* _Document extract_
begin

MAKE YOUR MOVE opened in New York theaters yesterday (April 18, 2014), after circulating in other countries around the world last year. It’s an American-South Korean co-production (shot mostly in Canada) starring Derek Hough, from the TV show “Dancing with the Stars,” and BoA, a Korean pop star who’s had her most significant success in Japan over the past ten years or so. The film is a musical centering on dance (making it a “dancical,” to use a term my daughter introduced to me), and is set primarily in Brooklyn among a subculture of underground dance clubs and assorted acts employing a wide range of dance styles. It was written and directed by Duane Adler, who’s credited with the screenplays for two notable teen dance movies, SAVE THE LAST DANCE (2001) and STEP UP (2006) and two additional dance-themed movies, THE WAY SHE MOVES (2001, TV) and MAKE IT HAPPEN (2008). I went to see this (at a 42nd Street multiplex) without having seen much in the way of this genre (other than the Disney Channel HIGH SCHOOL MUSICAL and CHEETAH GIRLS franchises), so I don’t know how closely it hews to the teen dance formula. I came to this film as a onetime fan of BoA and happen to have a couple of her albums containing song CDs and music video DVDs in my collection. I’ve dabbled a little bit in K-pop (Korean pop music), although my main interest is in J-pop (Japanese pop music). (The BoA albums I have are sung in Japanese.) In any event, MAKE YOUR MOVE is the first American movie with an Asian female pop star in the lead. (NINJA ASSASSIN, 2009, had a male Korean pop star, Rain, in the lead but it wasn’t a musical.)
In the course of the film, Donnie (Hough), a street dancer from New Orleans visiting his foster brother, Nick (Wesley Jonathan), who runs an underground club in Brooklyn, falls in love with Aya (BoA), leader of Cobu, a taiko drumming dance unit, and sister of Kaz (Will Yun Lee), Nick’s onetime partner and now rival, who runs an upscale club for a Wall Street backer, Michael (Jefferson Brown), who has a yen for Aya also. Because Nick and Kaz are bitter rivals, there’s a feuding WEST SIDE STORY quality to the romance, based less on race or nationality than on a form of politics. For the record, Donnie is white, Nick is black, and Michael is white. Kaz and Aya are Koreans who were raised in Japan, so both Korean and Japanese are spoken at different points in the film. Aya’s teammates in her dance troupe are all women, some of whom are Japanese or Japanese-American, including one of the two other major female characters in the film, Natsumi, played by Japanese-American Miki Ishikawa. Nick’s talent coordinator and sometime star performer is Tatianna, the other major female character, who is presumably Russian and played by Polish-born Izabella Miko. There are Latino and black characters among the supporting cast, including the other dancers at Nick’s club. So there’s a nice New York multicultural mix to the proceedings.

end

* _Goals_
1/ Copy the records word for word, from the line containing "In the photo above, where can the orange reflection" through the end of the records.
2/ Pick up the film review of MAKE YOUR MOVE where it stops and keep writing it.
The film review and the records that follow it are unrelated material.

* _Dataset records_
begin

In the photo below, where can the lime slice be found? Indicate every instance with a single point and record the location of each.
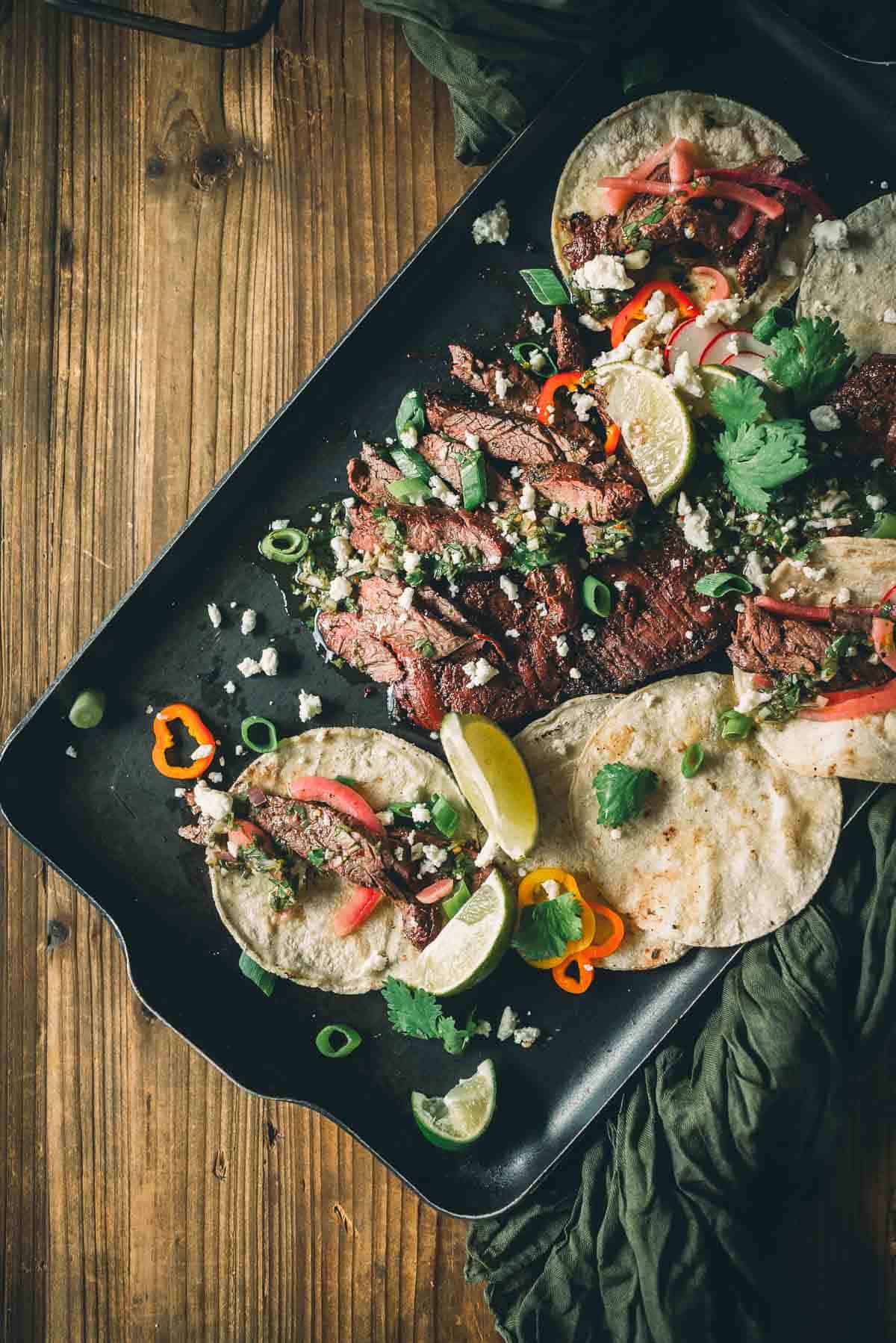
(462, 1115)
(494, 779)
(470, 944)
(655, 425)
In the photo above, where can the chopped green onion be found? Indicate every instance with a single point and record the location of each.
(408, 491)
(249, 725)
(411, 465)
(544, 286)
(473, 484)
(721, 585)
(260, 977)
(445, 818)
(87, 710)
(735, 725)
(457, 900)
(595, 595)
(324, 1041)
(692, 759)
(884, 528)
(411, 412)
(526, 360)
(287, 545)
(771, 323)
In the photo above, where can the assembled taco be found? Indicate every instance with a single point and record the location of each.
(815, 661)
(715, 853)
(297, 866)
(638, 202)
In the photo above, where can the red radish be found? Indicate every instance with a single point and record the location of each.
(438, 890)
(721, 288)
(691, 338)
(358, 910)
(744, 360)
(339, 797)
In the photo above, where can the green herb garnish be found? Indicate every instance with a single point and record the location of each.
(622, 791)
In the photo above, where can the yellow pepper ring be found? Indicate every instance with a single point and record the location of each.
(527, 896)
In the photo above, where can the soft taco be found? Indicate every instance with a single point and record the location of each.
(638, 202)
(715, 857)
(296, 866)
(551, 748)
(815, 661)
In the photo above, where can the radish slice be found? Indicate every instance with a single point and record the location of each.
(691, 338)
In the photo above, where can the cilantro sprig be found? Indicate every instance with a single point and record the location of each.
(414, 1011)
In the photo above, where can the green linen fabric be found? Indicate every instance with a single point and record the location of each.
(655, 1232)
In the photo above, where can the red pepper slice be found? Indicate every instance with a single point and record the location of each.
(635, 309)
(164, 740)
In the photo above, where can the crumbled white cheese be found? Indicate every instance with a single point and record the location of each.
(830, 234)
(494, 226)
(479, 672)
(825, 419)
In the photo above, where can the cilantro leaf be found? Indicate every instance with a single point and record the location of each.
(759, 459)
(738, 403)
(622, 793)
(809, 359)
(546, 928)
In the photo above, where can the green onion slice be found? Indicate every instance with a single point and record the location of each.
(544, 286)
(473, 484)
(721, 585)
(411, 412)
(411, 465)
(692, 760)
(87, 710)
(884, 528)
(455, 900)
(445, 818)
(526, 359)
(260, 977)
(595, 595)
(735, 725)
(408, 491)
(249, 725)
(327, 1041)
(287, 545)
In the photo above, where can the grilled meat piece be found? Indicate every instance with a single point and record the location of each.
(773, 646)
(867, 409)
(649, 627)
(567, 344)
(430, 530)
(370, 476)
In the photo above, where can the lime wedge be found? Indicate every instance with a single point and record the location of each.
(462, 1115)
(655, 425)
(494, 779)
(470, 944)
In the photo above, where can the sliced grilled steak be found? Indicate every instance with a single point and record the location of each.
(657, 622)
(567, 343)
(867, 409)
(370, 476)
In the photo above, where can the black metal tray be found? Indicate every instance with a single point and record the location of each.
(108, 821)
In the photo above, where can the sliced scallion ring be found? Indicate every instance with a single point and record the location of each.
(287, 545)
(249, 725)
(595, 595)
(324, 1041)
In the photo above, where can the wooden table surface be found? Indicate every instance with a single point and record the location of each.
(183, 235)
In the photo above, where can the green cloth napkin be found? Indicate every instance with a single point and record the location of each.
(501, 61)
(656, 1230)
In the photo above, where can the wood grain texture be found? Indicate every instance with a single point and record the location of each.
(183, 235)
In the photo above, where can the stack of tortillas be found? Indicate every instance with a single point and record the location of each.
(712, 861)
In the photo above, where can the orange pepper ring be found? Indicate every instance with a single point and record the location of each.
(164, 740)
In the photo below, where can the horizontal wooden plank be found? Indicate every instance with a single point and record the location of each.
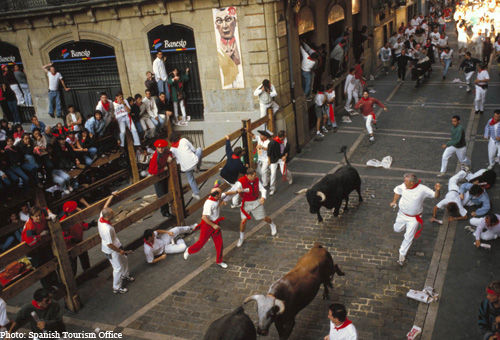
(28, 280)
(21, 250)
(95, 240)
(96, 208)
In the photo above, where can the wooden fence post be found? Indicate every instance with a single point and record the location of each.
(174, 187)
(248, 127)
(270, 122)
(64, 268)
(132, 157)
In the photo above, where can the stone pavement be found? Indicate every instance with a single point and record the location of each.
(177, 299)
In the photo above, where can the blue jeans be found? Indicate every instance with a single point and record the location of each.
(54, 95)
(306, 82)
(447, 63)
(163, 87)
(190, 174)
(13, 109)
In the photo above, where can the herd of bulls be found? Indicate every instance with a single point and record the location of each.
(296, 289)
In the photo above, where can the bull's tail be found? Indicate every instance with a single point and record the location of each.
(343, 150)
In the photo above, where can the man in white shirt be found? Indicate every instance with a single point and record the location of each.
(158, 243)
(341, 328)
(122, 114)
(266, 92)
(54, 79)
(188, 158)
(161, 75)
(209, 225)
(481, 83)
(411, 205)
(111, 247)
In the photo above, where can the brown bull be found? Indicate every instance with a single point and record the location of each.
(291, 293)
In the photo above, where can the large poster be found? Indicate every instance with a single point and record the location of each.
(228, 47)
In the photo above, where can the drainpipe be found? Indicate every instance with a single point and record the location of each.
(292, 82)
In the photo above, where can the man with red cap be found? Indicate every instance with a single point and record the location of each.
(159, 164)
(209, 225)
(74, 235)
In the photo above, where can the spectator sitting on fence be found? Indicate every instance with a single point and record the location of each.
(73, 119)
(159, 243)
(43, 314)
(157, 165)
(96, 125)
(36, 124)
(189, 159)
(233, 169)
(74, 235)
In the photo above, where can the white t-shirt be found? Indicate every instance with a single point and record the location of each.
(412, 200)
(346, 333)
(108, 236)
(211, 209)
(452, 196)
(264, 144)
(54, 81)
(4, 319)
(157, 249)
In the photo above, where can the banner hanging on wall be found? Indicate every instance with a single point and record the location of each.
(228, 47)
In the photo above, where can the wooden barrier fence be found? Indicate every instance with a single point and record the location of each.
(175, 197)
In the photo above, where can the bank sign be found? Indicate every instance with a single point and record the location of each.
(171, 38)
(9, 54)
(81, 51)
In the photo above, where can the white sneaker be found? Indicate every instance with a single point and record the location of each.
(120, 291)
(273, 230)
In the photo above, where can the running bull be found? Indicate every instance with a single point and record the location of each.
(294, 291)
(333, 188)
(232, 326)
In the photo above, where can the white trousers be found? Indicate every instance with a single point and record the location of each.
(263, 171)
(263, 108)
(274, 168)
(124, 124)
(368, 124)
(27, 94)
(411, 225)
(180, 103)
(120, 268)
(480, 98)
(493, 150)
(468, 78)
(19, 94)
(486, 234)
(449, 151)
(351, 94)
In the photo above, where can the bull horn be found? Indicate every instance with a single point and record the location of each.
(321, 195)
(281, 306)
(256, 298)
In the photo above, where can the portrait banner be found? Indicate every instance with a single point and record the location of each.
(228, 47)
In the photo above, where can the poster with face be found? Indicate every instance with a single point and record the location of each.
(228, 47)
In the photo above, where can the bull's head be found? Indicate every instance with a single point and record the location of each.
(314, 198)
(268, 308)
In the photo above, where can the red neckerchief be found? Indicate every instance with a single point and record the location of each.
(103, 220)
(149, 244)
(346, 323)
(36, 305)
(105, 105)
(228, 42)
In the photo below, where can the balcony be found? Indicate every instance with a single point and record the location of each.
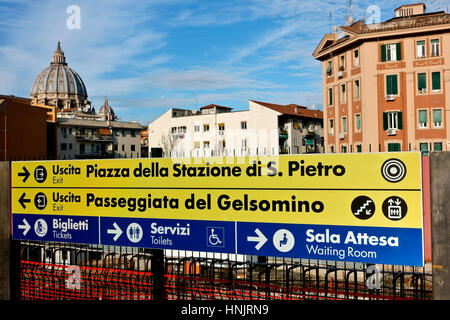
(93, 137)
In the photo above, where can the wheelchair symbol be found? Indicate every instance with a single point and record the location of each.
(215, 237)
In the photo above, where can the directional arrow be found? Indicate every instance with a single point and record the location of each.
(24, 174)
(22, 200)
(116, 231)
(24, 226)
(261, 239)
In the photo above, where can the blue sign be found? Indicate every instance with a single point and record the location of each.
(196, 235)
(75, 229)
(400, 246)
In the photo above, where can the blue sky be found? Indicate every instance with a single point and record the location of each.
(149, 56)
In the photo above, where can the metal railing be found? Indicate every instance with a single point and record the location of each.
(61, 271)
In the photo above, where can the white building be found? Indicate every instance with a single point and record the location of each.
(82, 138)
(263, 129)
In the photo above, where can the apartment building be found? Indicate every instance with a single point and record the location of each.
(263, 129)
(385, 85)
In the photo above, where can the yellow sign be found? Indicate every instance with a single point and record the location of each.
(376, 189)
(244, 205)
(318, 171)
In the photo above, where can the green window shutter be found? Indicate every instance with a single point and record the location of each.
(383, 52)
(437, 115)
(435, 80)
(421, 81)
(398, 49)
(422, 116)
(400, 120)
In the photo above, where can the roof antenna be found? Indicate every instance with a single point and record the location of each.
(330, 21)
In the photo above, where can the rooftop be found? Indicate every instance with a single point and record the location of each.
(408, 19)
(100, 124)
(292, 109)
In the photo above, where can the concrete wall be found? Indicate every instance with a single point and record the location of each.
(440, 223)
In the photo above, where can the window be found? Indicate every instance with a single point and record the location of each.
(423, 147)
(392, 147)
(435, 48)
(391, 52)
(392, 120)
(342, 65)
(436, 81)
(422, 82)
(244, 144)
(356, 58)
(330, 96)
(437, 118)
(391, 84)
(358, 122)
(437, 146)
(356, 89)
(421, 49)
(423, 118)
(330, 68)
(343, 93)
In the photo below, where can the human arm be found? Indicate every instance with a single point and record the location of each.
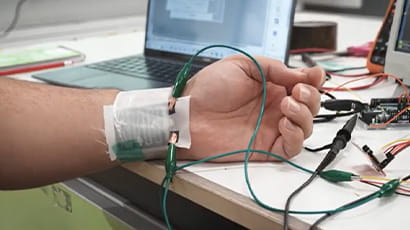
(50, 133)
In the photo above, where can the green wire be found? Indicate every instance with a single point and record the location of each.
(167, 181)
(249, 150)
(242, 151)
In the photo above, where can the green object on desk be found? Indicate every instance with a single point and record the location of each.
(53, 207)
(30, 57)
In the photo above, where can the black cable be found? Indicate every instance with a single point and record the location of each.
(16, 17)
(328, 117)
(378, 186)
(346, 69)
(331, 96)
(353, 106)
(327, 215)
(319, 148)
(338, 143)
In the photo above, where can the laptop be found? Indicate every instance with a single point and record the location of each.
(398, 49)
(176, 29)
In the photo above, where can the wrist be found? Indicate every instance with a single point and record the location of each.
(137, 125)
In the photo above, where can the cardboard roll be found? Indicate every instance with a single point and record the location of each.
(314, 34)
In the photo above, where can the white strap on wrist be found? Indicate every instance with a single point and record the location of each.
(137, 125)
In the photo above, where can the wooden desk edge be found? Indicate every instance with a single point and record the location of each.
(219, 199)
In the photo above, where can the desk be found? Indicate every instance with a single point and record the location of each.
(221, 187)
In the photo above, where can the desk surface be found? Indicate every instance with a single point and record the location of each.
(221, 187)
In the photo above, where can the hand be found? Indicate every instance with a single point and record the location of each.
(225, 103)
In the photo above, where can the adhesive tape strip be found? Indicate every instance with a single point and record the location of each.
(314, 34)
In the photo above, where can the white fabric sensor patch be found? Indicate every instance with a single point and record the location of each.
(137, 125)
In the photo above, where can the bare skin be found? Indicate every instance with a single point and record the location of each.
(50, 134)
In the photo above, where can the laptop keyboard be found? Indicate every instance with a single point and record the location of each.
(143, 67)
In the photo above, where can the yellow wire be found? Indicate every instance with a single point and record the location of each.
(394, 142)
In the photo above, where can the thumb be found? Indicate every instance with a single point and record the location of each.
(277, 73)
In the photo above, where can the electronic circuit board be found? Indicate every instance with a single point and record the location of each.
(382, 110)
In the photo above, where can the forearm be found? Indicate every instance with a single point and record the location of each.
(50, 133)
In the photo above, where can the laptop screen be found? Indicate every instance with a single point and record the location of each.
(184, 26)
(403, 38)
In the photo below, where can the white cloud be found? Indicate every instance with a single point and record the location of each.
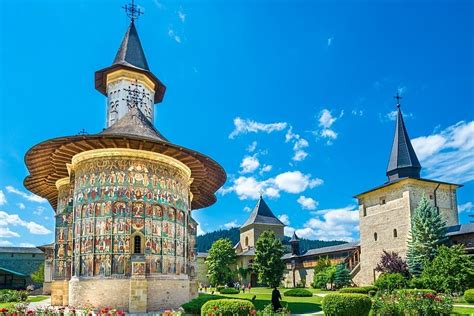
(466, 207)
(15, 220)
(251, 148)
(182, 15)
(173, 35)
(249, 164)
(332, 224)
(231, 224)
(29, 196)
(5, 232)
(298, 145)
(249, 126)
(290, 182)
(307, 203)
(284, 219)
(448, 155)
(3, 199)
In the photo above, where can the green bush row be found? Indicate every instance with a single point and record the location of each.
(194, 306)
(229, 290)
(360, 290)
(298, 293)
(469, 296)
(227, 307)
(350, 304)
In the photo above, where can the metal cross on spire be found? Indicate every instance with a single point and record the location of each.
(135, 96)
(398, 97)
(133, 11)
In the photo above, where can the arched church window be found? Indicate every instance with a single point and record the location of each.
(137, 244)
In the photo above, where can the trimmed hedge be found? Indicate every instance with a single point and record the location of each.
(360, 290)
(229, 290)
(227, 307)
(350, 304)
(194, 306)
(415, 291)
(298, 293)
(469, 296)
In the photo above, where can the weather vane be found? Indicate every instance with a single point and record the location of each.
(398, 97)
(135, 96)
(133, 11)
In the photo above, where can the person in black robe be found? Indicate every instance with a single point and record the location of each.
(276, 297)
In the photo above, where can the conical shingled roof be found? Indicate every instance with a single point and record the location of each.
(134, 123)
(403, 161)
(262, 214)
(131, 52)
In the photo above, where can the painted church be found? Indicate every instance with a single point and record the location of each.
(123, 198)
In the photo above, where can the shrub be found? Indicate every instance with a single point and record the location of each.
(469, 296)
(360, 290)
(412, 303)
(298, 292)
(194, 306)
(346, 304)
(229, 290)
(391, 281)
(228, 307)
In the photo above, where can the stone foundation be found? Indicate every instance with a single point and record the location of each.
(135, 295)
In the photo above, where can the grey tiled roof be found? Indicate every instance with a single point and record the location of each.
(131, 52)
(460, 229)
(262, 214)
(134, 123)
(20, 250)
(403, 161)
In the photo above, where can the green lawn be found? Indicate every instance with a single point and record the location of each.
(297, 305)
(37, 298)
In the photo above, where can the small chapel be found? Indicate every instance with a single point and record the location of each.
(123, 197)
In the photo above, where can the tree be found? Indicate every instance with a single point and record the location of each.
(391, 262)
(38, 275)
(221, 258)
(342, 276)
(451, 271)
(428, 231)
(267, 262)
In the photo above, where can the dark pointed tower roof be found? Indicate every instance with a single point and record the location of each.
(294, 238)
(132, 57)
(403, 161)
(131, 52)
(262, 214)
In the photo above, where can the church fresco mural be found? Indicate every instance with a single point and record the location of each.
(113, 200)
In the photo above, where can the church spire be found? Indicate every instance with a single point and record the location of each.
(403, 161)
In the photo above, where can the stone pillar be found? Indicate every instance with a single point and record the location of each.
(138, 286)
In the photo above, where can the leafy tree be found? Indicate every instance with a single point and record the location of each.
(38, 275)
(391, 262)
(221, 258)
(342, 276)
(452, 270)
(267, 262)
(428, 231)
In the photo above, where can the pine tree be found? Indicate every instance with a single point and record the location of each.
(342, 276)
(267, 263)
(428, 231)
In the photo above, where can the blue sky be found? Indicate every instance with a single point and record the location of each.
(291, 97)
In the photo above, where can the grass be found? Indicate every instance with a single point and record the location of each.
(297, 305)
(37, 298)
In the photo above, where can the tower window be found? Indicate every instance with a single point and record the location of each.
(137, 244)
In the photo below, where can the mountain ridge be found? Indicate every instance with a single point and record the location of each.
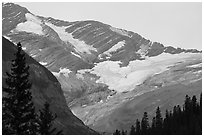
(46, 88)
(98, 66)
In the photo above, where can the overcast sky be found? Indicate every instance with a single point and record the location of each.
(176, 24)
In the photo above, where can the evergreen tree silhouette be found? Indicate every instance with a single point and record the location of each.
(144, 124)
(179, 122)
(132, 130)
(138, 129)
(117, 132)
(153, 127)
(46, 119)
(159, 121)
(18, 112)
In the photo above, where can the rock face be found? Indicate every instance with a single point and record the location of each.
(45, 87)
(99, 67)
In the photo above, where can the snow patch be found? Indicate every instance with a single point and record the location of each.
(33, 25)
(80, 46)
(115, 47)
(63, 71)
(75, 54)
(126, 78)
(195, 66)
(120, 31)
(43, 63)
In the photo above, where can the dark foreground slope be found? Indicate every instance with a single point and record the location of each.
(45, 87)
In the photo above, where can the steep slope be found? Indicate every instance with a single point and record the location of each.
(98, 66)
(45, 87)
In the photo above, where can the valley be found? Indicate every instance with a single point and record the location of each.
(106, 76)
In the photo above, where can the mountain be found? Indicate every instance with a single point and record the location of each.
(45, 87)
(100, 67)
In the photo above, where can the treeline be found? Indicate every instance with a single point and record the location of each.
(18, 111)
(181, 121)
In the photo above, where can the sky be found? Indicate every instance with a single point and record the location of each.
(172, 24)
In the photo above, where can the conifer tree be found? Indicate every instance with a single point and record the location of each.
(117, 132)
(132, 130)
(153, 127)
(159, 121)
(46, 119)
(144, 123)
(138, 129)
(18, 114)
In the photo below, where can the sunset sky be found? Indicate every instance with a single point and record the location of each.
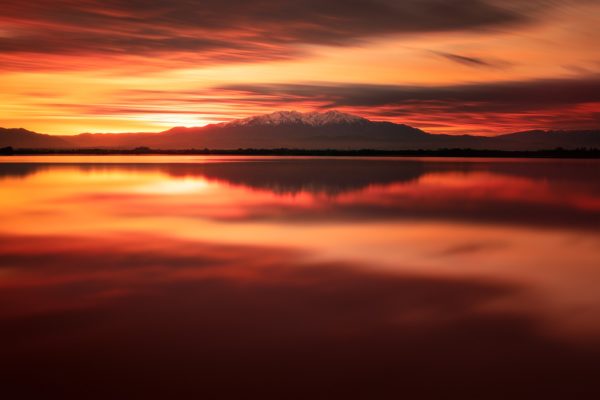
(445, 66)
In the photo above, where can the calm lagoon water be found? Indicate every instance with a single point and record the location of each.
(299, 278)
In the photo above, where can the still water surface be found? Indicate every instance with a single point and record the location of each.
(299, 278)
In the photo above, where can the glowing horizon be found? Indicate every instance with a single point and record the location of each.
(466, 66)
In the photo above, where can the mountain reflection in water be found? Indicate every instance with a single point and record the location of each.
(289, 278)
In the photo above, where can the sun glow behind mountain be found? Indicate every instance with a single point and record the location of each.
(462, 66)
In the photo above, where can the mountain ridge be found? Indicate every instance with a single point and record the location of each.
(313, 130)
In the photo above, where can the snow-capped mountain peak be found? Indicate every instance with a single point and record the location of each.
(295, 117)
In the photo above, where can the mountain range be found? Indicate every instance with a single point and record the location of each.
(291, 129)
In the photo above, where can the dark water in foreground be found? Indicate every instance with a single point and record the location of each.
(236, 278)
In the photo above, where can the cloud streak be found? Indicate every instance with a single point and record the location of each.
(224, 31)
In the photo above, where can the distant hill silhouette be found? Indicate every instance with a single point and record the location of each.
(22, 138)
(290, 129)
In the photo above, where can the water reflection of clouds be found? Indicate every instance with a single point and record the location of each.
(175, 318)
(346, 278)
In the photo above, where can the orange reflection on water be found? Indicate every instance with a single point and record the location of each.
(375, 269)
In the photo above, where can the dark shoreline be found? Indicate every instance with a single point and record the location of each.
(547, 153)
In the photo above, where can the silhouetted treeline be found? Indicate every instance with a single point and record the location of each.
(547, 153)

end

* _Written answers_
1/
In the photo above, where can the orange reflection on water be found? Indicate every instance with a single point and record the location of each.
(375, 269)
In the photo above, where can the dark shoreline be found? Indicate every instance with a single point and record the location of each.
(547, 153)
In the photo above, where can the silhouetted treeline be found? Indicate every instance with a single point and record the location of each.
(547, 153)

2/
The plot is propelled by the need for Aya to find a booking for Cobu to perform live before an audience so that Camille, a high-powered producer who expressed an interest in sending Cobu out on gigs, can see what kind of reaction the group will get from a live audience. Donnie just wants to make a living by dancing and has to stay one step ahead of his parole officer in New Orleans. He also wants to romance Aya after the two do an impromptu dance on the bar after first meeting at Nick’s club, Static. Michael, the Wall Street whiz, wants Aya to work at the club he owns with Kaz and has offered to get his lawyer to renew her visa when it expires in three weeks if she’ll do so. At a certain point late in the film, Donnie’s been arrested for assaulting Michael, but Michael has offered to drop the charges if Donnie will leave town and Aya will come to work for him. Aya, by this point struggling with her feelings for Donnie, agrees because it will keep Donnie out of jail. It’s quite an emotional scene and I thought that, overall, it was very well handled. Ultimately, Donnie, instead of leaving town, sets up a “pop-up” club in an abandoned church so that the film can have its big dance finale and Aya and Cobu can perform in front of a crowd for Camille and Donnie can do a final duet with Aya and show what he can do as well, even though it means he’ll be headed for jail to finish out his term afterwards.
There are quite a few dance numbers in the first half of the film and then a long stretch without one in the second half until the big finale, which made me a bit restless. The dances are all fun to watch, although the finale, while enjoyable, isn’t quite spectacular enough to justify all the build-up. Donnie does mostly tap dance and hiphop-style moves, while he and Aya do a variation on ballroom/dirty dancing moves in their duets together. Aya and her troupe employ dance moves with their Taiko drumming, although I’m not sure how to describe them. There are other dance acts in the film that seem to use a mix of jazz, hiphop, tap and modern dance. COBU is, in fact, an actual New York-based dance troupe consisting entirely of Japanese female drummer-dancers, and its leader and founder, Yako Miyamoto, is in the film, along with three other members of the group, and assisted with some of the choreography. Here is info taken from the MakeYourMove3D Fans website:
What is Cobu?
1) According to the New York Times, the original title of ‘Cobu 3D’ had an alternative title, which was ‘Cobu: New York Nights’. It has now been changed to ‘Make Your Move’ because the movie’s marketing team felt that “Cobu” would be a tough sell in a 2 minute trailer for American audiences.
2) The original movie title “Cobu” is taken from the New York performing arts group, COBU, started by Yako Miyamoto.
3) Yako Miyamoto says that Cobu Director Duane Adler saw her performances 6 years ago and asked her if she wanted to create a movie.
4) Yako created Cobu to be a new style of performance, combining Japanese taiko drumming and Broadway tap dancing.
5) Yako defines her “COBU” performances as “drum like dancing, dance like drumming”.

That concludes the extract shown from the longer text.